● Opdrachten
- 1) Noem alle termen die in de tekst over SL-letsel tussen haakjes staan.
- 2) Hoeveel handwortelbeenderen telt het polsgewricht volgens de tekst over SL-letsel?
- 3) Schrijf de tekst over SL-letsel verder, aansluitend op de laatste zin.

● Getoonde tekst
.....

SL-letsel

Het polsgewricht is een complex gewricht. Het bestaat uit het spaakbeen (radius), de ellepijp (ulna) en 8 handwortelbeenderen (carpalia). Deze carpalia zijn met elkaar verbonden door gewrichtsbanden (ligamenten). Zij zorgen voor een vloeiend samenspel in de bewegingen en balans in de pols tussen de carpalia.

Het SL-ligament is de band tussen het scheepvormig en het maanvorming botje. Door dit ligament blijft het geheel bij elkaar tijdens de ingewikkelde bewegingen die wij kunnen maken met onze pols. Als dit scheurt, ontstaat er ruimte tussen de botjes die hierdoor abnormaal kunnen bewegen. Dit leidt tot instabiliteit in de pols. Als dit onbehandeld blijft, leidt dit tot aantasting van het gewrichtskraakbeen (artrose) van de pols.

.....

● Bronmateriaal

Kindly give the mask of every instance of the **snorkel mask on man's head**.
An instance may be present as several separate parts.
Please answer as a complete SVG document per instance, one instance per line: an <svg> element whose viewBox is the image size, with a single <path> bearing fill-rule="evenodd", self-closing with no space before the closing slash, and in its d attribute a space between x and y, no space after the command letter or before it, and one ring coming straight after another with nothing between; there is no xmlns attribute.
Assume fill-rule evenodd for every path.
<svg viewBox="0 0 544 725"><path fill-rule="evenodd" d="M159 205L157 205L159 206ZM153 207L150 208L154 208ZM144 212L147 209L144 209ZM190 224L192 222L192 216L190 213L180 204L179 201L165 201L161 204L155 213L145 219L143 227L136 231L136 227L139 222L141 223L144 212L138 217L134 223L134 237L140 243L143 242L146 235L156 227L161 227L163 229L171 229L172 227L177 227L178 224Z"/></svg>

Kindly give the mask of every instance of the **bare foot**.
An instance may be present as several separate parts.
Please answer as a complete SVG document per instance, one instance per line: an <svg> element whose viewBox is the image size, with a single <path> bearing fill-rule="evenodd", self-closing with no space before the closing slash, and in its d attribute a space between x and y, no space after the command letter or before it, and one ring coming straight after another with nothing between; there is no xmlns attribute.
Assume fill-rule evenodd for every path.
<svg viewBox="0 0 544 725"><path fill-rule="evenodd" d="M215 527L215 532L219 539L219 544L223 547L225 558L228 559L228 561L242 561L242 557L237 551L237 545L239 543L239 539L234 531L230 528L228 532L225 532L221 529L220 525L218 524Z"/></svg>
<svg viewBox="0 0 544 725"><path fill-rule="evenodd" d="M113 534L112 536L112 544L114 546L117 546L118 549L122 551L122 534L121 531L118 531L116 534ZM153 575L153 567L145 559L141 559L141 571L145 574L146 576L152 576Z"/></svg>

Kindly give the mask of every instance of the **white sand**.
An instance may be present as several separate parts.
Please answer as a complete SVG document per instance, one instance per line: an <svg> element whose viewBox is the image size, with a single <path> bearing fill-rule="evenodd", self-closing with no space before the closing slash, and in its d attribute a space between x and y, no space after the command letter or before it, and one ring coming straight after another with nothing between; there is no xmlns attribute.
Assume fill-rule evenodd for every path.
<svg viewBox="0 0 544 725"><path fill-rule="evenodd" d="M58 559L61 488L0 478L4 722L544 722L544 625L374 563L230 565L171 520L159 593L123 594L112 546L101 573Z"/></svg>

.....

● Antwoorden
- 1) radius, ulna, carpalia, ligamenten, artrose

- 2) Acht handwortelbeenderen (carpalia).

- 3)
Klachten en symptomen SL-letsel

SL-letsels kunnen op elke leeftijd voorkomen, maar worden het meest gezien na een trauma en bij oudere patiënten waarbij er meestal weinig tot geen klachten zijn. De typische klachten en symptomen zijn:

  • Pijnklachten aan de buitenzijde van de pols ter hoogte van het scaphoid. Met name bij het strekken van de pols treden deze klachten op;
  • Activiteiten als opdrukken, wringen en (zwaar) belasten van de pols verergeren de klachten;
  • Vaak is er een hoorbare en voelbare klik in de pols;
  • Instabiel gevoel in de pols en afname van de kracht;
  • In de loop van de tijd neemt de bewegelijkheid van de pols af en nemen de pijnklachten toe. Vaak is er dan ook een zwelling te zien aan de buitenzijde van de pols.

Diagnose en onderzoek

Het vaststellen van de diagnose SL-letsel gebeurt door uw orthopedisch chirurg gespecialiseerd in hand- en polschirurgie. Naast de anamnese kunnen de klachten meestal bij het lichamelijk onderzoek worden vastgesteld.